• [WHAT YOU SHOULD DO] In the mailing-list reply below about moving a personal project from a spreadsheet to a database, list every operation on data that the reply says an end user should be able to perform.

• [SELECTED EXTRACT]
--------
Re: [libreoffice-users] Currently Using Spreadsheet for Personal Project - Thinking About Database

Mark Phillips Mon, 11 Aug 2014 15:35:25 -0700

Calibre is also a great idea/solution for this project, unless one of the
goals of the project is to learn about databases and how to use a database
to solve a real world problem. I added the second clause, because just
learning about databases an admirable goal, but imo, one also should learn
how to build the bits that allow an end user to create/read/update/delete
data in the database. Django is one vehicle for doing this. Paul, I have to
disagree with your analysis of django...I have worked with many
non-programmers on building useful projects with that framework. There is a
learning curve, but it is not insurrmountable by a non-programmer. ymmv.


Mark


On Mon, Aug 11, 2014 at 3:26 PM, Paul <[email protected]> wrote:

> Hi Joel,
>
> Some comments on your diagram, in the order I thought of them, not of
> importance:
>
> 1) I tend to use integers for primary keys. Smallints only go into the
> thousands, and most of the stuff I have worked on has needed to be able
> to scale well beyond that. Even things that seem small to start with
> have a habit of growing unexpectedly, and you don't want to have to
> change your database design down the road for something small like
> that.
--------
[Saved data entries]
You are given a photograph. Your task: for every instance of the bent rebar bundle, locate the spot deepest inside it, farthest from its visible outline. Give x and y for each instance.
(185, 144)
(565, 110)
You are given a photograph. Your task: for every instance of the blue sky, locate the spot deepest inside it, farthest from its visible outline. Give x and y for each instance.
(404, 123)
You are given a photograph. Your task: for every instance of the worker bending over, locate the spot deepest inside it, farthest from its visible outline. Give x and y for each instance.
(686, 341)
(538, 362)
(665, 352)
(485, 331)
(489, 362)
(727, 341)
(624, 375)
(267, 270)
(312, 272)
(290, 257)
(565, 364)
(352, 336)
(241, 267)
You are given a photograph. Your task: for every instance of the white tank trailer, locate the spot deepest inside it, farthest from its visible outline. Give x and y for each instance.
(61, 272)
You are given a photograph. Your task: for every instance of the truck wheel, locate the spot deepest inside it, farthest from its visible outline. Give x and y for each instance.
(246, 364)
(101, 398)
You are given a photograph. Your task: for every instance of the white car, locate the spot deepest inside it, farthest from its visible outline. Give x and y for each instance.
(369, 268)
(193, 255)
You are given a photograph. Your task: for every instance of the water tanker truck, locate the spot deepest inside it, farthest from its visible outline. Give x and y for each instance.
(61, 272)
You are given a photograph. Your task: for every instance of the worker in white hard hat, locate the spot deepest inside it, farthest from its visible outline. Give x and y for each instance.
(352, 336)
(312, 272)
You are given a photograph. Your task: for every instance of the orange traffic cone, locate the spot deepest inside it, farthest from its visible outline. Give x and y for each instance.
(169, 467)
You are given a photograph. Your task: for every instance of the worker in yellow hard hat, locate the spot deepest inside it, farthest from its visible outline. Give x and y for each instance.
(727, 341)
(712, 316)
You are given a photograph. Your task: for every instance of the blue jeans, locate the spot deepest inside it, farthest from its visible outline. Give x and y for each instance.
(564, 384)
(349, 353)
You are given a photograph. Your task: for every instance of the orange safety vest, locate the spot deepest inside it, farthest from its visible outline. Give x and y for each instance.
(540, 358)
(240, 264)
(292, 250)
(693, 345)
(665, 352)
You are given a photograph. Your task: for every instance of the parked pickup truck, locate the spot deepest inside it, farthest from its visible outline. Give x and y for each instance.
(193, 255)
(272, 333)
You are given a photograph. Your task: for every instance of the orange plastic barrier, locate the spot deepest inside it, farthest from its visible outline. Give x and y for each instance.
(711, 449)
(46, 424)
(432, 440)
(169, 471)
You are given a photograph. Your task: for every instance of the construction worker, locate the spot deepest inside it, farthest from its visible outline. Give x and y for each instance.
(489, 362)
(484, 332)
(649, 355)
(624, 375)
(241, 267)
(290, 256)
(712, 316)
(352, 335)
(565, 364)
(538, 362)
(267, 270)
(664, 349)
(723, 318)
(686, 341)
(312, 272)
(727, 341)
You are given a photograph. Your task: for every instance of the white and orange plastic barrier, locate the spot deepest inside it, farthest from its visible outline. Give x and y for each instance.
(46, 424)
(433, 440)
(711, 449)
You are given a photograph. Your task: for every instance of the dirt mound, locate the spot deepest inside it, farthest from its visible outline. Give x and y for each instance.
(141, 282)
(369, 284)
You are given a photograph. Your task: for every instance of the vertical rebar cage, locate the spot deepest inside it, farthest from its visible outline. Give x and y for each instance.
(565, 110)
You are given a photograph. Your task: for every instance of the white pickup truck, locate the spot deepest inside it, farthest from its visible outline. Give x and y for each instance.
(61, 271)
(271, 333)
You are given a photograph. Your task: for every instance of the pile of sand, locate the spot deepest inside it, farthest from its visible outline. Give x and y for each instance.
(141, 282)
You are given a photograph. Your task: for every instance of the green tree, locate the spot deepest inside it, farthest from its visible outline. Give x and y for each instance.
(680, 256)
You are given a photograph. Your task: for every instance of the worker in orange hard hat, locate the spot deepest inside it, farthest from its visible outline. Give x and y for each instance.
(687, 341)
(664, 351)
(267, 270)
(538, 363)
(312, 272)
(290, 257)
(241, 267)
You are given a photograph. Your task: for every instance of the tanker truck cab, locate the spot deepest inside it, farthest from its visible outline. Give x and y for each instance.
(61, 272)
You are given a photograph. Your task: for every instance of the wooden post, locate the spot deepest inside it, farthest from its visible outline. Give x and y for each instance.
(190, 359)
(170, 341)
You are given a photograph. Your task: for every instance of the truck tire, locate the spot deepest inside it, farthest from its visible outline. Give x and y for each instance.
--------
• [FINISHED ANSWER] Create, read, update, delete